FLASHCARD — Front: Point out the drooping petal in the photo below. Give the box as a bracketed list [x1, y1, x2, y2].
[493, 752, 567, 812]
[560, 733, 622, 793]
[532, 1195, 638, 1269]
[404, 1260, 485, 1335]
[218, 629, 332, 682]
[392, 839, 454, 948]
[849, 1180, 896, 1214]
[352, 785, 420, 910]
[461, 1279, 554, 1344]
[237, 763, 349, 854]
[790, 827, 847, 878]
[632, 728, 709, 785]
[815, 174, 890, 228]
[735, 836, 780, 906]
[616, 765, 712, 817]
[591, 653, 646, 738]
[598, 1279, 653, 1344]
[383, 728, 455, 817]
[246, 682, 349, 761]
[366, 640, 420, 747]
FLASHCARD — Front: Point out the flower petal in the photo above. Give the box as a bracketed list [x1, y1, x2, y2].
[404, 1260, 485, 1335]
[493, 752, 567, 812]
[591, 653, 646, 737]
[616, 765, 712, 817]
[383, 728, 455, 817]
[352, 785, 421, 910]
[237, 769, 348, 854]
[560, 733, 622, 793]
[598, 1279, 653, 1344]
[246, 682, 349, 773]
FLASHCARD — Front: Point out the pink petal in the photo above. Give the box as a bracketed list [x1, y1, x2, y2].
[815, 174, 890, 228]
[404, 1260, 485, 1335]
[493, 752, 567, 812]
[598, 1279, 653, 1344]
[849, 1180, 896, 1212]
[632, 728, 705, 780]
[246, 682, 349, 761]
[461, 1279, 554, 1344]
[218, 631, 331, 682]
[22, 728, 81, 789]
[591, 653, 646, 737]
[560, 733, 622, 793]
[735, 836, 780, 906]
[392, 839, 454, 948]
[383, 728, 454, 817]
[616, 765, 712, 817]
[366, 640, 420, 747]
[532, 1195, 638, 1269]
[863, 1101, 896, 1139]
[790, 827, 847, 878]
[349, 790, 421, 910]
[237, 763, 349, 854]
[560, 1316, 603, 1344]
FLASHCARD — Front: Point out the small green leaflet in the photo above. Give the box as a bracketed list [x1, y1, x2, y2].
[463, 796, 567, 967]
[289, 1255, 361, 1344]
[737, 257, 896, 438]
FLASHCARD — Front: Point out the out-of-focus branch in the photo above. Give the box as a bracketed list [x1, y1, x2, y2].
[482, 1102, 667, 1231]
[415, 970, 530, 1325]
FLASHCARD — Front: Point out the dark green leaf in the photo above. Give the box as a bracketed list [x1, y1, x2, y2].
----------------------------------------
GIVEN INSTRUCTION: Give the material above again, word for word.

FINISHED TASK:
FLASHCARD — Front: Point out the drooping petal in the photo below. Give the box as a bracketed list [x1, y1, x2, y2].
[493, 752, 567, 812]
[560, 733, 622, 793]
[532, 1195, 638, 1269]
[404, 1260, 485, 1335]
[218, 629, 332, 682]
[392, 839, 454, 948]
[849, 1180, 896, 1214]
[352, 785, 420, 910]
[461, 1279, 554, 1344]
[237, 763, 349, 854]
[790, 827, 847, 878]
[632, 728, 709, 785]
[815, 174, 890, 228]
[735, 836, 780, 906]
[616, 765, 712, 817]
[591, 653, 646, 738]
[598, 1279, 653, 1344]
[383, 728, 455, 817]
[246, 682, 349, 761]
[366, 640, 420, 747]
FLASHCARD — Front: Point out the flower petal in the photo above. Give the box as a bracketed list [x1, y1, x2, y2].
[404, 1260, 485, 1335]
[493, 752, 567, 812]
[591, 653, 646, 737]
[616, 765, 712, 817]
[383, 728, 455, 817]
[352, 785, 421, 910]
[237, 769, 348, 854]
[560, 733, 622, 793]
[598, 1279, 653, 1344]
[246, 682, 349, 773]
FLASHCARD — Front: Point out the pink petal in the photo above. Give the box as a bracketed list [x1, y1, x2, y2].
[815, 174, 890, 228]
[404, 1260, 485, 1335]
[493, 752, 567, 812]
[598, 1279, 653, 1344]
[849, 1180, 896, 1212]
[632, 728, 705, 780]
[246, 682, 349, 761]
[461, 1279, 554, 1344]
[218, 631, 331, 682]
[22, 728, 81, 789]
[591, 653, 646, 737]
[560, 733, 622, 793]
[735, 836, 780, 906]
[392, 839, 454, 948]
[383, 728, 454, 817]
[616, 765, 712, 817]
[366, 640, 420, 747]
[532, 1195, 638, 1269]
[863, 1101, 896, 1139]
[790, 827, 847, 878]
[349, 790, 421, 910]
[237, 763, 349, 854]
[560, 1316, 603, 1344]
FLASHCARD — Front: Point out the small green leaflet in the photo above. Give the box as a bracketed list [x1, y1, x2, y2].
[463, 796, 567, 967]
[289, 1255, 361, 1344]
[737, 257, 896, 438]
FLASHCARD — Front: Point out the out-of-focus branch in the photo above. Give the box as a bracketed list [x1, y1, x2, y2].
[482, 1102, 667, 1231]
[415, 970, 530, 1325]
FLASHCARD — Front: Point out the dark green leaf in the photo above. Give the box as a bracketed list [x1, y1, x2, y2].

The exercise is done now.